*** Material supplied
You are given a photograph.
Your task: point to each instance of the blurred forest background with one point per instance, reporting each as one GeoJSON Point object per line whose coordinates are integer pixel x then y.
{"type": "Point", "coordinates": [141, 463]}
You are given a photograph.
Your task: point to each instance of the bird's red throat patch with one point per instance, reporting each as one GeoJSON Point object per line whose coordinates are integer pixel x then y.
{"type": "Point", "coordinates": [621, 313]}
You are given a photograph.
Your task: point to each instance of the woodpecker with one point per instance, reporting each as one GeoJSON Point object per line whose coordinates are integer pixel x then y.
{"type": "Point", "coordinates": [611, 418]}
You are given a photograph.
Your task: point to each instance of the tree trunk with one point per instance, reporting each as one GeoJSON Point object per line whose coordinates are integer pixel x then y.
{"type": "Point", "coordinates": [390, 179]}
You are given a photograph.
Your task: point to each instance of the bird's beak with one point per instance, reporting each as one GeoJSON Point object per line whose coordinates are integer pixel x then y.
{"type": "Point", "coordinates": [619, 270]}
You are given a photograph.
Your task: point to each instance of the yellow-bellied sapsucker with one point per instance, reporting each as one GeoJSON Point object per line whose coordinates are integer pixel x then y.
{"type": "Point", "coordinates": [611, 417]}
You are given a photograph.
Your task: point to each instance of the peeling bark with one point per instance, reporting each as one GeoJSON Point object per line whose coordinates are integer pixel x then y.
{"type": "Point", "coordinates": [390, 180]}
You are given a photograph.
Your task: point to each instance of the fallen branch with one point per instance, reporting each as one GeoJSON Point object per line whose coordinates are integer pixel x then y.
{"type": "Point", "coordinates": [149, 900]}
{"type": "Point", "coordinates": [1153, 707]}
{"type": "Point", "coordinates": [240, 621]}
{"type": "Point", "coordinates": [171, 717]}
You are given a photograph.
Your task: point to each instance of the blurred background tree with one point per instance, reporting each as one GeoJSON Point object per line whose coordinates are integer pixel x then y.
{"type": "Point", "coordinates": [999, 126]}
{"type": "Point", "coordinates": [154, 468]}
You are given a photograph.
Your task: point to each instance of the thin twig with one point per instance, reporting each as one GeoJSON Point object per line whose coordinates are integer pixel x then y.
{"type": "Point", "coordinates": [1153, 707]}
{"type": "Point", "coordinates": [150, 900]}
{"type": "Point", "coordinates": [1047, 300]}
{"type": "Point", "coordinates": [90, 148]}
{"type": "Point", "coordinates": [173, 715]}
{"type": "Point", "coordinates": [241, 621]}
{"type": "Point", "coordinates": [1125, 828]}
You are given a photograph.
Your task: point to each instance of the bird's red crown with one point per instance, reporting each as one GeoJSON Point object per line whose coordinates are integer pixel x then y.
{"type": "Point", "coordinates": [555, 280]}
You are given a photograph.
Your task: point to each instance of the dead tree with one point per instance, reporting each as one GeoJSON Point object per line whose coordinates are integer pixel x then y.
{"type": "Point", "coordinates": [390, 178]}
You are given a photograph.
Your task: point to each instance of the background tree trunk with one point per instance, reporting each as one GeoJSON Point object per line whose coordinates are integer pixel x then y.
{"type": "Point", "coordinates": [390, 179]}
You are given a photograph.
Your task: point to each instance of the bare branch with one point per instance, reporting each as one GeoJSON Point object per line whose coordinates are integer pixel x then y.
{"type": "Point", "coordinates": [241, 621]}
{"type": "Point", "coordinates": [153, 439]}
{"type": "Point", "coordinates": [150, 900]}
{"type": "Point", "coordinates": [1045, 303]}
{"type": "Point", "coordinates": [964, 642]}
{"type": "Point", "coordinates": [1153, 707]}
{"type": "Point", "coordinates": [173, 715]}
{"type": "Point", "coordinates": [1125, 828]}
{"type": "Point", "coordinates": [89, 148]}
******
#### Goal of the exercise:
Extract the full listing above without altering anything.

#### The result:
You are given a photograph.
Your task: point to each instance of the blurred forest background with one point per instance, reporting each as one GeoJSON Point object per line whose coordinates are integer pixel x then y.
{"type": "Point", "coordinates": [141, 463]}
You are given a photograph.
Your task: point to each instance of the bird's red throat patch with one point per instance, reporting each as one GeoJSON Point object per line whose coordinates are integer pixel x then y.
{"type": "Point", "coordinates": [621, 313]}
You are given a photograph.
Your task: point to each instance of the woodpecker with one point per instance, reporting each as one GeoJSON Point object per line whose coordinates are integer pixel x then y.
{"type": "Point", "coordinates": [611, 418]}
You are given a photograph.
Your task: point to each instance of the tree trunk with one point per instance, reporting each as one GeoJSON Point object per line whose coordinates are integer pixel x then y.
{"type": "Point", "coordinates": [390, 179]}
You are given a photograph.
Your task: point to each instance of the bird's beak with one point per instance, reporting each as one GeoJSON Point object per line whose coordinates are integer pixel x then y.
{"type": "Point", "coordinates": [619, 270]}
You are given a photograph.
Your task: point to each instance of the yellow-bellied sapsucker with one point per instance, reporting each as one GeoJSON Point object per line whose coordinates are integer pixel x then y.
{"type": "Point", "coordinates": [611, 417]}
You are given a photograph.
Your task: point to each instance of the peeling bark with one point per instance, reporting each as one GeoJSON Point object per line whose coordinates are integer pixel x then y.
{"type": "Point", "coordinates": [390, 180]}
You are given a photograph.
Your task: point to each instance of the fallen branch with one point per instance, reporting each as one GeoJSON Point object per line whose coordinates are integer pixel x then y.
{"type": "Point", "coordinates": [149, 900]}
{"type": "Point", "coordinates": [1153, 707]}
{"type": "Point", "coordinates": [240, 621]}
{"type": "Point", "coordinates": [171, 717]}
You are given a photograph.
Your task: point to each instance of the blurred background tree with one point per instance, reporting each as one GeoJSON Point object per line whose coordinates are integer pixel x then y.
{"type": "Point", "coordinates": [999, 126]}
{"type": "Point", "coordinates": [154, 468]}
You are given a photograph.
Your task: point to each instance of the thin twig with one point per instance, reporting each as one GeoJSON Point object per line whose coordinates are integer pixel x then y.
{"type": "Point", "coordinates": [1153, 707]}
{"type": "Point", "coordinates": [150, 900]}
{"type": "Point", "coordinates": [1047, 300]}
{"type": "Point", "coordinates": [90, 148]}
{"type": "Point", "coordinates": [173, 715]}
{"type": "Point", "coordinates": [241, 621]}
{"type": "Point", "coordinates": [1125, 828]}
You are given a photograph.
Your task: point to each instance of the bird's red crown with one point per instance, reporting each as one GeoJSON Point object per line whose coordinates are integer pixel x then y.
{"type": "Point", "coordinates": [555, 280]}
You are given a photograph.
Your task: point to each instance of the dead tree with one point per instance, reporting each as one GeoJSON Point object per line whose coordinates are integer pixel x then y.
{"type": "Point", "coordinates": [390, 178]}
You are given a photograph.
Your task: point to each instance of the background tree trunk with one point per instance, reporting each as one GeoJSON Point object per line whose coordinates are integer pixel x then y.
{"type": "Point", "coordinates": [390, 179]}
You are given a photograph.
Your task: point to each instance of the bare branch with one point per instance, reporting each as one GeoJSON Point object per line whose coordinates are integer pixel x then y.
{"type": "Point", "coordinates": [241, 621]}
{"type": "Point", "coordinates": [153, 439]}
{"type": "Point", "coordinates": [150, 900]}
{"type": "Point", "coordinates": [1045, 303]}
{"type": "Point", "coordinates": [964, 642]}
{"type": "Point", "coordinates": [1153, 707]}
{"type": "Point", "coordinates": [173, 715]}
{"type": "Point", "coordinates": [1125, 828]}
{"type": "Point", "coordinates": [89, 148]}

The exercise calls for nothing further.